◆ Material for this task ◆
- - - -

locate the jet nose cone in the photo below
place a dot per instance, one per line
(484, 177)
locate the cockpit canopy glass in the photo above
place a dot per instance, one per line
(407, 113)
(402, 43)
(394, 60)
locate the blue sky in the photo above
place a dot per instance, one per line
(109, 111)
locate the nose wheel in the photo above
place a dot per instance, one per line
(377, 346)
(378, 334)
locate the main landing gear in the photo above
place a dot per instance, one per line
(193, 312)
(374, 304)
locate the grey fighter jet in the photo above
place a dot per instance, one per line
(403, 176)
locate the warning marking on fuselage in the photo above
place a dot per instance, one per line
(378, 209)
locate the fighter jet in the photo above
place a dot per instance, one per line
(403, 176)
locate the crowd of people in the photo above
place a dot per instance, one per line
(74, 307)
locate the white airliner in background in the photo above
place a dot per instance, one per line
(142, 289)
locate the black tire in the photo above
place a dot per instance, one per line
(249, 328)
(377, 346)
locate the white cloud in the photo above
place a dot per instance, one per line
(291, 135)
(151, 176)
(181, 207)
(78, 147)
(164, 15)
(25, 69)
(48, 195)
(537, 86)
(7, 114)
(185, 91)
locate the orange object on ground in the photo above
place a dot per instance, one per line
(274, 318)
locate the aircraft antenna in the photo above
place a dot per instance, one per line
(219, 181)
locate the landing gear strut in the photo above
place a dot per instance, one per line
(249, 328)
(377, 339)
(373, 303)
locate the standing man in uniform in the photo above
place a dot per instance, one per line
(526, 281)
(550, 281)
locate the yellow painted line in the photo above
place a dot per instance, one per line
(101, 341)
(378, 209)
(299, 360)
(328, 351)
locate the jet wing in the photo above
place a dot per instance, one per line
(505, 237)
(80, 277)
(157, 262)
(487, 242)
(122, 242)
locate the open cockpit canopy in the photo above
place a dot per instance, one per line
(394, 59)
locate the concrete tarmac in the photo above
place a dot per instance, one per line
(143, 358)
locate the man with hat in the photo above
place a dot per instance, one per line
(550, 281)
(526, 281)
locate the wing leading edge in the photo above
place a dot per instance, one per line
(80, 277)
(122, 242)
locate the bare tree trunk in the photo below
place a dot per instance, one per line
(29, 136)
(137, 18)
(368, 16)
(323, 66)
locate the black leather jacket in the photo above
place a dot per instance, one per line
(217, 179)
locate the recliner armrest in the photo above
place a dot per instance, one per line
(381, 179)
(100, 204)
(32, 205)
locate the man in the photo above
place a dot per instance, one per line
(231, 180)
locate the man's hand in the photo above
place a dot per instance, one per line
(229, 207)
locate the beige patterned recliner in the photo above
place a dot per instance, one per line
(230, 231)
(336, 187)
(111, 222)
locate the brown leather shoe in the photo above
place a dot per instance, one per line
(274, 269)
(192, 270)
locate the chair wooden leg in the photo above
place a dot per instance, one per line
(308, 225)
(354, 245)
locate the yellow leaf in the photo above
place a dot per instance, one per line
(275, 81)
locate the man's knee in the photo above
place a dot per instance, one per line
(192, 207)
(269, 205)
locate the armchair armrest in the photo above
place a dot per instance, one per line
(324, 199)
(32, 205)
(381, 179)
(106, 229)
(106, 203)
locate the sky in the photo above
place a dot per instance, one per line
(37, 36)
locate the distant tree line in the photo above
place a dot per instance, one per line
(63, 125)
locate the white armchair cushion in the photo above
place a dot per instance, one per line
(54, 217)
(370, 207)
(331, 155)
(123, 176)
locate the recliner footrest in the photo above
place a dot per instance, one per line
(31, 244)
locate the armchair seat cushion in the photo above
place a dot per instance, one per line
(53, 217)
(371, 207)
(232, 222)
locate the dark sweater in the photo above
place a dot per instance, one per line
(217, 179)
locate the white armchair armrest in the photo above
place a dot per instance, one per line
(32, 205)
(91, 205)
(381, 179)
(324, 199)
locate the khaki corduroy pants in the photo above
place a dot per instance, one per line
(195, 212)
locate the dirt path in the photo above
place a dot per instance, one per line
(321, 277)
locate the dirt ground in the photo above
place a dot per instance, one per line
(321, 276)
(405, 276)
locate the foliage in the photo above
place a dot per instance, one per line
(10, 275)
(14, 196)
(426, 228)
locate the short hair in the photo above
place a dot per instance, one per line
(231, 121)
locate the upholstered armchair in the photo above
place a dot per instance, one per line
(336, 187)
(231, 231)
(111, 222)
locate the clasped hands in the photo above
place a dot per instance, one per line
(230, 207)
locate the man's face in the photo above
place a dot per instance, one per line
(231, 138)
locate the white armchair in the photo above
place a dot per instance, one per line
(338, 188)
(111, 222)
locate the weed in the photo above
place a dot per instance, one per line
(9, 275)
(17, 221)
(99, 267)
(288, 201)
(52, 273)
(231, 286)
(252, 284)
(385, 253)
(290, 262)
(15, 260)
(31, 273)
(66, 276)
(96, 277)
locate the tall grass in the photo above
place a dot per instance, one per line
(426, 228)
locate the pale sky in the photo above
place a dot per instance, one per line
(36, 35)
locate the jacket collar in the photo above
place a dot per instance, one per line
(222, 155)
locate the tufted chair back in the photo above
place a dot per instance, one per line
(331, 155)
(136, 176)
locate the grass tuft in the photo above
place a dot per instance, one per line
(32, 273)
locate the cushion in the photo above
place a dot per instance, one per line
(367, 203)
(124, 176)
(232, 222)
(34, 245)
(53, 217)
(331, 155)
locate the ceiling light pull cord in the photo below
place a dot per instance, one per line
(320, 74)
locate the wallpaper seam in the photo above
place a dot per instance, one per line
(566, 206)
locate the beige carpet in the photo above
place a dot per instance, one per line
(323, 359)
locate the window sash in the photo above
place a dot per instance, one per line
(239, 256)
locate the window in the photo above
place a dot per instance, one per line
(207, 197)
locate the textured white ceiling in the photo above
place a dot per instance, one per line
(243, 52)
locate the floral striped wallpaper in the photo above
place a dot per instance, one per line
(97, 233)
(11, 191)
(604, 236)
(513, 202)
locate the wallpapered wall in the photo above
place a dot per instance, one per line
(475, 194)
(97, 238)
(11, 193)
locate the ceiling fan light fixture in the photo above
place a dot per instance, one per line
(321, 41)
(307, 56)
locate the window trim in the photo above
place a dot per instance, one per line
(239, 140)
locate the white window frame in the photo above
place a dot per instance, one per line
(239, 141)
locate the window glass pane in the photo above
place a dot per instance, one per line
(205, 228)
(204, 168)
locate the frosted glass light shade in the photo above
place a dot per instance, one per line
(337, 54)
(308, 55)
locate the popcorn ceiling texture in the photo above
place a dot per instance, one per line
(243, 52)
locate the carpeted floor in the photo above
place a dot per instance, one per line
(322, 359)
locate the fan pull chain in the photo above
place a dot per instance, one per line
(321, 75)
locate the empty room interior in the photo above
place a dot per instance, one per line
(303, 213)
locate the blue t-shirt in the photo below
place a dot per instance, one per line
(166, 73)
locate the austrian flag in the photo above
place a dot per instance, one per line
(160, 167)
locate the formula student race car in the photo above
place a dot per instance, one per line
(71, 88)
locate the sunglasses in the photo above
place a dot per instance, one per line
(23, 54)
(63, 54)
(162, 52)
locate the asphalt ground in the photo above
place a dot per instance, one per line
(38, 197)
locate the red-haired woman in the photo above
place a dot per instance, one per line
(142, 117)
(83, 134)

- - - -

◆ Goal of the exercise ◆
What you give back should be exactly the lines of the data above from the line with "locate the man's hand in the photo above" through the line with "locate the armchair armrest", both of those included, and nothing more.

◆ Answer to the exercise ◆
locate the man's hand in the photo above
place a dot per instance, one per line
(229, 207)
locate the beige patterned recliner in the photo above
place a dot per instance, one per line
(230, 231)
(336, 187)
(111, 222)
locate the brown leather shoe in the photo above
place a dot per instance, one per line
(274, 269)
(192, 270)
locate the chair wooden leg in the photo above
place a dot per instance, one per line
(308, 225)
(354, 245)
locate the yellow leaf in the photo above
place a dot per instance, one per line
(275, 81)
locate the man's knee in the photo above
place a dot per instance, one per line
(192, 207)
(269, 205)
locate the armchair armrest in the photo above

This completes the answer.